> **Problem to work on**:
Across the listing, count the lines that include the string "below". Give nothing besides the number.
▼
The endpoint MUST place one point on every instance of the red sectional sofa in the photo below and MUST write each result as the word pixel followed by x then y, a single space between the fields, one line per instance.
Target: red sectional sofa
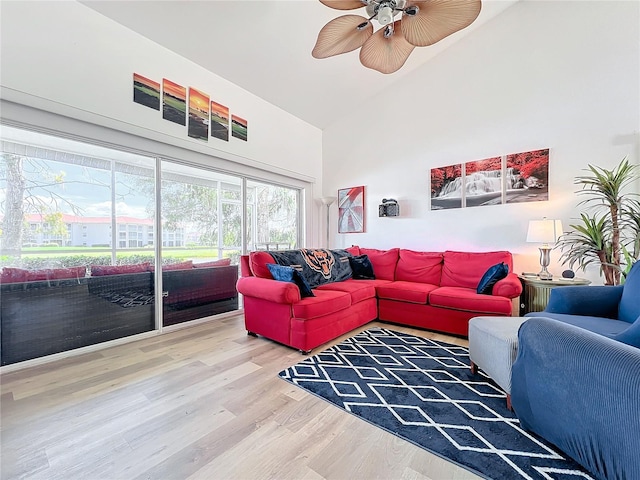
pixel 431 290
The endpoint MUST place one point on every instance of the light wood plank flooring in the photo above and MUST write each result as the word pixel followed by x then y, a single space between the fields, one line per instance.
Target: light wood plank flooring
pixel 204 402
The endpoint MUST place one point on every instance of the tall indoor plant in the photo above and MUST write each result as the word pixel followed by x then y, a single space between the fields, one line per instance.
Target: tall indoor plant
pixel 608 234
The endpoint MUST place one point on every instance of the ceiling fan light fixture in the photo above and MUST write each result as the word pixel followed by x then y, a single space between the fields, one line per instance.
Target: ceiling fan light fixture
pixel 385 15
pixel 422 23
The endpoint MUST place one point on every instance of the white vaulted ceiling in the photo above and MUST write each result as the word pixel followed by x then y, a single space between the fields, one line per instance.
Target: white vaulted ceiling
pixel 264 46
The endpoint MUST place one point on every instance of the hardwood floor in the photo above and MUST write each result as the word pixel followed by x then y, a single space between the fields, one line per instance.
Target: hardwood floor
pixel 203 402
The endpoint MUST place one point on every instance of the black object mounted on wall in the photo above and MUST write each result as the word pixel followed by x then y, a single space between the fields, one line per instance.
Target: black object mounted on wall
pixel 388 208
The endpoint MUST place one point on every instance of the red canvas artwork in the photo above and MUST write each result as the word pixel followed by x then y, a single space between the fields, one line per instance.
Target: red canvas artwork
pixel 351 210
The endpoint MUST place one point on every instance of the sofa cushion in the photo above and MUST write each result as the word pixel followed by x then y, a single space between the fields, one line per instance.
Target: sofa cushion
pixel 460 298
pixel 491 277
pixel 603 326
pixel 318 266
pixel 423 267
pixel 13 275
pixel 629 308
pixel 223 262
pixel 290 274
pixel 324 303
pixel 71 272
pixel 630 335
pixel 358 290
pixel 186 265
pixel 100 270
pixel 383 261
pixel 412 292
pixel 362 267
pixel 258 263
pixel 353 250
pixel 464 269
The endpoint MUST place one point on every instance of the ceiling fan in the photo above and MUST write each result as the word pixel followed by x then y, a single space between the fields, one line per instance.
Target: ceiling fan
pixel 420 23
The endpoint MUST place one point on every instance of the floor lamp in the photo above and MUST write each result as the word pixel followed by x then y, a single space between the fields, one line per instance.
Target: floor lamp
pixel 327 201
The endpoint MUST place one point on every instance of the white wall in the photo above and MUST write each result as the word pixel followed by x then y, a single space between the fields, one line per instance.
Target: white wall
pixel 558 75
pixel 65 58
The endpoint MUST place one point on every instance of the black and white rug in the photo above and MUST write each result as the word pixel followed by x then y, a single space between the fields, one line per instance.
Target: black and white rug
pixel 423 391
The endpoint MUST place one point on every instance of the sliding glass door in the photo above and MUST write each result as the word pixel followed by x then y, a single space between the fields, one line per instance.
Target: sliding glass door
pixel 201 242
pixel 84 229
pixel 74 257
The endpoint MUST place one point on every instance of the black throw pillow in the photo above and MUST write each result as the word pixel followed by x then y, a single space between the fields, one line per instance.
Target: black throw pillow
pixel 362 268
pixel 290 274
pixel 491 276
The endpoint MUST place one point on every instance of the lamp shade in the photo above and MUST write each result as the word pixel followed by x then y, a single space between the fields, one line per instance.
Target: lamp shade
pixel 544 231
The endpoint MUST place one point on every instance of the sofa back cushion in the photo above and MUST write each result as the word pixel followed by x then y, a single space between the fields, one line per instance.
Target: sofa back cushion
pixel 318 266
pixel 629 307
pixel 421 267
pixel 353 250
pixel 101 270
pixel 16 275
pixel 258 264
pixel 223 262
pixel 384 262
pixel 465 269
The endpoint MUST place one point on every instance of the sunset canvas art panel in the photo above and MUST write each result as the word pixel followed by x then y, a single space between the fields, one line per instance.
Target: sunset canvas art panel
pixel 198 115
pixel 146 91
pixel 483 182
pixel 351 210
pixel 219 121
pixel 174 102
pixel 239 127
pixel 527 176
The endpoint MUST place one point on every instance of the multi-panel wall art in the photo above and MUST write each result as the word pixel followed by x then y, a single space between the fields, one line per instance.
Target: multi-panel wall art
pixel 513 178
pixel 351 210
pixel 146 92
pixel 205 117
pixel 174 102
▲
▼
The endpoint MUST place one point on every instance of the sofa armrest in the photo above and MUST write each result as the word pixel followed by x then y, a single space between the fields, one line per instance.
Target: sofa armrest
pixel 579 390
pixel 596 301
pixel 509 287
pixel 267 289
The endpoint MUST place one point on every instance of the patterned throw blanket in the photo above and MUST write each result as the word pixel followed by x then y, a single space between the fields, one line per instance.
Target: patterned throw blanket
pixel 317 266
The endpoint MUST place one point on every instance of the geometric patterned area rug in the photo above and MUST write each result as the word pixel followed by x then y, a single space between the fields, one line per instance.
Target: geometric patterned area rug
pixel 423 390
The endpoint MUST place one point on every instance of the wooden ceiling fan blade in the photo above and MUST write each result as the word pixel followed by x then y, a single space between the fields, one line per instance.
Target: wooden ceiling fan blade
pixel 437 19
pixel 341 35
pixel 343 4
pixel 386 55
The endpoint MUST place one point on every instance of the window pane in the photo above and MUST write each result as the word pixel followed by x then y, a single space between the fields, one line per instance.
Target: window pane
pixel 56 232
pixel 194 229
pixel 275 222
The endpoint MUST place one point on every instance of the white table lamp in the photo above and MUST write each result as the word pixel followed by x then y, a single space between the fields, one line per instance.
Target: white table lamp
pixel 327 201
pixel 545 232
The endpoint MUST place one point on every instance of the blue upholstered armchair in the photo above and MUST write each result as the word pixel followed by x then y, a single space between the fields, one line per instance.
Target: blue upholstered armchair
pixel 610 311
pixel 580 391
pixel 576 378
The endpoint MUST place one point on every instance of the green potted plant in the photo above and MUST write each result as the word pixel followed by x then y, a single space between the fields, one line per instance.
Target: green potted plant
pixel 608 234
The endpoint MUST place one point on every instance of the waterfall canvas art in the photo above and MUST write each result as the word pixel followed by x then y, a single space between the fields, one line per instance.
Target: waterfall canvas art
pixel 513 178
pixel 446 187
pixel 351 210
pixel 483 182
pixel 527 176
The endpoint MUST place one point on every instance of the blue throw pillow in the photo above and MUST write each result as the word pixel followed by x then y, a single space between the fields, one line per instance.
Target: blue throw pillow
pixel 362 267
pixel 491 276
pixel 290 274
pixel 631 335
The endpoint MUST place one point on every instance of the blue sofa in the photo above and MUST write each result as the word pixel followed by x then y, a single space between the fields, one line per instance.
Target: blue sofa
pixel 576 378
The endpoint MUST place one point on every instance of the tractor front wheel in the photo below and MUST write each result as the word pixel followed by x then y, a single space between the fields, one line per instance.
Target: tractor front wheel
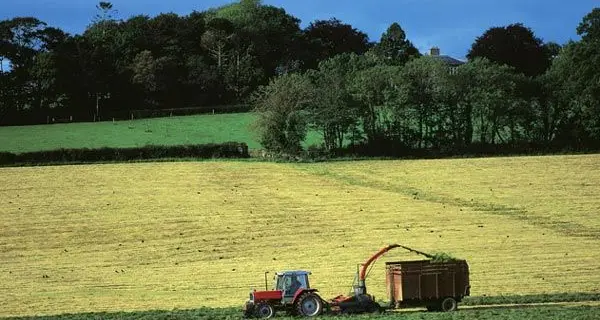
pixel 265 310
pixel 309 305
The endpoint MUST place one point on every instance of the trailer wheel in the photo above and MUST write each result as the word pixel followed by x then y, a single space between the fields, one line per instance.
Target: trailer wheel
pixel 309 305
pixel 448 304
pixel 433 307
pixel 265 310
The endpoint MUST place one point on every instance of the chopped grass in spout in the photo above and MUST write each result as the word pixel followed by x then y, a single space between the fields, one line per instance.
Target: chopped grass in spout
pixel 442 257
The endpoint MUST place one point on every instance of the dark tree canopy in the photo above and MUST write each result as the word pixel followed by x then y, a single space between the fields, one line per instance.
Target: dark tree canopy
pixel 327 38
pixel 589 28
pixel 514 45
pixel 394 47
▲
> **Answer space**:
2